** AIM OF THE EXERCISE **
Render everything from the line containing "of the sky." down to the end of the items as a two-column CSV with the columns text and answer. Give one row per item, placing its text and its answer each in a single quoted field with line breaks replaced by spaces.

** RECORDS FOR THIS TASK **
'''

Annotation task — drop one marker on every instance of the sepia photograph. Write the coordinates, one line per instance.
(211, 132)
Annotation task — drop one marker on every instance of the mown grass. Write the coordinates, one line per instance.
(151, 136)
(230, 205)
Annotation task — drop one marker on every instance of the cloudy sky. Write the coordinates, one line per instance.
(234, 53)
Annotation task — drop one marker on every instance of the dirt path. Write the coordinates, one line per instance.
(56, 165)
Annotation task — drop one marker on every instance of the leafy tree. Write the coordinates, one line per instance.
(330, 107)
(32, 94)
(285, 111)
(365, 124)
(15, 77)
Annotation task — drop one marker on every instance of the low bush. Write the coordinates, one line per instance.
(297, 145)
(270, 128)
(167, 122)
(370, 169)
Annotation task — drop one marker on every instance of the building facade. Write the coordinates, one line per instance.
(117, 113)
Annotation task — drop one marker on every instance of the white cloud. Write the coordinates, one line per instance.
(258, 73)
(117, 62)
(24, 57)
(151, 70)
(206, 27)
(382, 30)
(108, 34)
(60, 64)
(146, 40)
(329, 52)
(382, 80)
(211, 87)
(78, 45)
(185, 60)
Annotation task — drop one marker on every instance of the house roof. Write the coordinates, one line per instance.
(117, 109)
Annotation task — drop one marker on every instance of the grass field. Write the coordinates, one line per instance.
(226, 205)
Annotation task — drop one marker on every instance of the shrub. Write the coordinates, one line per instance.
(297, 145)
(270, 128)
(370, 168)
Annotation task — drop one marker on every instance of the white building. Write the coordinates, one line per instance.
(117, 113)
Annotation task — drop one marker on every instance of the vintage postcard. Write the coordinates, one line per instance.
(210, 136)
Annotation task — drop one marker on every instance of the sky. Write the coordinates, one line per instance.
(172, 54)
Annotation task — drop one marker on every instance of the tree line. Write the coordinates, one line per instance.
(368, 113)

'''

** COMPLETED TASK **
text,answer
"Annotation task — drop one marker on every instance of the sky. Write the coordinates, one line per instance.","(172, 54)"
"Annotation task — drop one marker on every instance of the tree line. Write the coordinates, one line per instance.","(368, 113)"